Problem:
Starting at the beginning of the records and going on through the line with "(1305, 493)", rewrite every line with all other text unchanged, but scale each point coordinate by 1.25 and round it to a whole number, with halves rounded up.

Records:
* * * * *

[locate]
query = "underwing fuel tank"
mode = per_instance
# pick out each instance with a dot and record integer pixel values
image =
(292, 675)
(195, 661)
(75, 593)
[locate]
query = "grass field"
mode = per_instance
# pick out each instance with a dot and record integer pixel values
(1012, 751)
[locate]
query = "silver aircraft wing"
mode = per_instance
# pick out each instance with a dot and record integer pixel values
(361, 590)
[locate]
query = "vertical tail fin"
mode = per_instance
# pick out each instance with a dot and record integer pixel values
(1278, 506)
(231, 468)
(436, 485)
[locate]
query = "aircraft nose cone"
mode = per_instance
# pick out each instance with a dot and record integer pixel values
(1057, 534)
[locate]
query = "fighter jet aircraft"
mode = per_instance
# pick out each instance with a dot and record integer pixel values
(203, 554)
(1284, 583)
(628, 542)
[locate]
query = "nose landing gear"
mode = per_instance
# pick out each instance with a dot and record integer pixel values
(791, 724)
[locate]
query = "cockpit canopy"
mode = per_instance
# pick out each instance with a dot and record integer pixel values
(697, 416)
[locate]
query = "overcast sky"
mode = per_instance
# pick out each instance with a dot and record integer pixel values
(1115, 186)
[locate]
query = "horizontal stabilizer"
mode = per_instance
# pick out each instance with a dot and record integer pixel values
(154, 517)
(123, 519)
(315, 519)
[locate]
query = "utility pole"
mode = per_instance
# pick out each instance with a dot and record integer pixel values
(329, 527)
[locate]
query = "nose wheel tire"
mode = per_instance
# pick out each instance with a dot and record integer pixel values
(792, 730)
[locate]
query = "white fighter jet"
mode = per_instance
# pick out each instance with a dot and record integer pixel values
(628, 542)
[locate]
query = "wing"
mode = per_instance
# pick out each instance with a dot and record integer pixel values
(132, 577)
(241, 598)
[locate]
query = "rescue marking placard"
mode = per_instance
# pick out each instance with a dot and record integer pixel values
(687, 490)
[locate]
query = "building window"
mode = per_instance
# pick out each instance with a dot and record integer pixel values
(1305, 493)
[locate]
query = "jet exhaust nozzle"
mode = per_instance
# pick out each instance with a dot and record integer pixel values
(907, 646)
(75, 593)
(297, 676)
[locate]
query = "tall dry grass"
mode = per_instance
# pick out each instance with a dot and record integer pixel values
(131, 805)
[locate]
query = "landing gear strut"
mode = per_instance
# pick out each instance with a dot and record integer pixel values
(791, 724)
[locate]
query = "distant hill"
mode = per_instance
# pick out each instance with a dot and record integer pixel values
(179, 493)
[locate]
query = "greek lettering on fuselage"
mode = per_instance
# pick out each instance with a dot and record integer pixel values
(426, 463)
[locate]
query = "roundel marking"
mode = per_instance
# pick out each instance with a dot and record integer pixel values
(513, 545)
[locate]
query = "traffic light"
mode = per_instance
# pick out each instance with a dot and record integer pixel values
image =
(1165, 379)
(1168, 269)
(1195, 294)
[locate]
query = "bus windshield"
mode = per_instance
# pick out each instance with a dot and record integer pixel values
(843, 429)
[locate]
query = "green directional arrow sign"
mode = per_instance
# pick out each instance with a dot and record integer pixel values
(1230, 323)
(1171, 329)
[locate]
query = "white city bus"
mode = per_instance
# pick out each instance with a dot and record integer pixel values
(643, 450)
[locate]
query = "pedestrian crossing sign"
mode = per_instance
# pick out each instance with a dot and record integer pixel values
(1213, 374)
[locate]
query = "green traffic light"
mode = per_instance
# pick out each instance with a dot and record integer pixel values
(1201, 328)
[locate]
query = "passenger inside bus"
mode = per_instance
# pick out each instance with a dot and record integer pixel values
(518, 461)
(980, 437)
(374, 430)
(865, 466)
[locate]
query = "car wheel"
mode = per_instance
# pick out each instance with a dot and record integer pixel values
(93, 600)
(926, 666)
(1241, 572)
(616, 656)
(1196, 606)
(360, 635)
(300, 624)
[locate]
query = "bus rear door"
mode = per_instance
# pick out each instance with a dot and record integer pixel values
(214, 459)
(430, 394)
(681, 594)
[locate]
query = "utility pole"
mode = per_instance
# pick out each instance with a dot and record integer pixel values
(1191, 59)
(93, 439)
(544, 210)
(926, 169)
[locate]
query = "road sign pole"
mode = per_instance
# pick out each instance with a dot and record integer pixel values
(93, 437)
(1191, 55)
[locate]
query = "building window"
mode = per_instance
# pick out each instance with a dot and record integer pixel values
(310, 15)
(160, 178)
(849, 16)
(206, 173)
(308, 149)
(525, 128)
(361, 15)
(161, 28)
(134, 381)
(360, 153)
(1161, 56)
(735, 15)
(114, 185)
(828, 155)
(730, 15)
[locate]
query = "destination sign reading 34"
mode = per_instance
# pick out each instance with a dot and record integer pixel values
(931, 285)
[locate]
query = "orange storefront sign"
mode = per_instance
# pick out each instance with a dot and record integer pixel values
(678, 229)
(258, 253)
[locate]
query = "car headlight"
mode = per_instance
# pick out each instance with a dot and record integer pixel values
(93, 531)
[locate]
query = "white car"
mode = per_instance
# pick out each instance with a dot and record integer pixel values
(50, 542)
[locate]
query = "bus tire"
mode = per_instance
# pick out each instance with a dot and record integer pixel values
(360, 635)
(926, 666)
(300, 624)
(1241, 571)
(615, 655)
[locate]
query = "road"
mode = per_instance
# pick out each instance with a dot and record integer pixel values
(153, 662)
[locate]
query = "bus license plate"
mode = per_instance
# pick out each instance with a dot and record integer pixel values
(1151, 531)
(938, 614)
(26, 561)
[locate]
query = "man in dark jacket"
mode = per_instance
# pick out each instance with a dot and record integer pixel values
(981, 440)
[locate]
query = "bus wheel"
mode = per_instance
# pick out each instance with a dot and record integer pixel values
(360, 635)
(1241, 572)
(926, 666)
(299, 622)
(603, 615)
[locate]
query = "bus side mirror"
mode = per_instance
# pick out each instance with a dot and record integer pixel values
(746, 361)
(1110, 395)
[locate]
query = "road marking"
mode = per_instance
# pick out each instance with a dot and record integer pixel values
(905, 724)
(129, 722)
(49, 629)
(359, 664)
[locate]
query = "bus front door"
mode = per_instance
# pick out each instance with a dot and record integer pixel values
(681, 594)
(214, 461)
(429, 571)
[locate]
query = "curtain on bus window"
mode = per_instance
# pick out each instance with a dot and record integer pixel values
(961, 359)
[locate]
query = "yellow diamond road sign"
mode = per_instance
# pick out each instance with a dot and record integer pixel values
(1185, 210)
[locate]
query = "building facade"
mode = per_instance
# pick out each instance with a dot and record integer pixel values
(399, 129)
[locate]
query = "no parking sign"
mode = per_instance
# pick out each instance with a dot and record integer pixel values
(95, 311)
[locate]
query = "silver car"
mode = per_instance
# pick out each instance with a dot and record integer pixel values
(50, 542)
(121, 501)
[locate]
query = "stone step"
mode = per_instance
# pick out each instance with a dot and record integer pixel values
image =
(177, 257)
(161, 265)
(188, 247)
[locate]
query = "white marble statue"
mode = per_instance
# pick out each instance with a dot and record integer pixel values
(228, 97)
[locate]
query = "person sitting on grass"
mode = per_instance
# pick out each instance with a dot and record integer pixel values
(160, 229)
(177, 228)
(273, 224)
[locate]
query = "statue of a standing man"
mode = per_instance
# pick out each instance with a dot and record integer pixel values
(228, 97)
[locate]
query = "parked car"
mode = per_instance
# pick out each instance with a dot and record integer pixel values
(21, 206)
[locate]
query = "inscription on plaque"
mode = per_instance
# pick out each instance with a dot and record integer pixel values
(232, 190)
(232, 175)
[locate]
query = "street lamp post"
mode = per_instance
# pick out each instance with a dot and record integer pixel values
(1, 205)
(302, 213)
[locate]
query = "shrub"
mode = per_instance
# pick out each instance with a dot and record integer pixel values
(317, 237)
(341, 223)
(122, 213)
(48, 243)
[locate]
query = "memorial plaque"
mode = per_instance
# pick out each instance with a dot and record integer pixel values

* * * * *

Task answer:
[locate]
query = "underwing fuel tank"
mode = per_instance
# pick out each instance with a dot and record integer pixel values
image =
(365, 844)
(244, 826)
(94, 741)
[locate]
query = "grass field"
mode = per_instance
# pick out each instance with a dot and record integer pixel values
(1265, 939)
[locate]
query = "silver aircraft wing"
mode = per_instance
# pick out each instance with a dot and record integer pixel values
(451, 738)
[locate]
query = "vertical tail fin"
mode = per_instance
# pick out each instance with a dot and record integer pixel values
(1598, 633)
(289, 585)
(545, 606)
[locate]
query = "aircraft nose cone"
mode = per_instance
# pick out each instance with a dot and record integer pixel values
(1321, 668)
[locate]
query = "fighter jet aircraft"
mode = per_instance
# pick out each instance with a dot and record integer pixel values
(254, 693)
(1605, 729)
(785, 678)
[locate]
query = "nose landing gear"
mode = per_instance
# pick out each instance with a dot and record integer pixel values
(989, 905)
[locate]
query = "cockpit canopy"
mode = per_instance
# pick out each instance with a dot and record integer pixel values
(871, 520)
[locate]
query = "overcast sky"
mode = per_instance
# pick out each instance with a dot and record integer pixel values
(1394, 233)
[locate]
query = "horizontal stabilizer"
mode = per_instance
# pick out each instance with a dot and record integer pixel values
(193, 646)
(154, 649)
(394, 649)
[locate]
query = "utility pole"
mode = per_instance
# pick out each instance with a dot and record integer pixel values
(411, 659)
[locate]
query = "nose wheel tire"
mode = per_instance
# pick out each instance with a dot and record integer pixel values
(990, 913)
[locate]
query = "white fighter jet"
mode = per_instance
# pick out each instance with a dot and record integer pixel values
(785, 678)
[locate]
query = "wing"
mode = per_instance
# pick out each instance with a dot and record integer pixel values
(165, 721)
(301, 748)
[locate]
query = "rescue marking placard"
mode = per_instance
# pick out each instance with a dot and record integer pixel values
(859, 613)
[locate]
query = "building window"
mode = per_instance
# pick out each instance with a dot and record integer pixel values
(1631, 616)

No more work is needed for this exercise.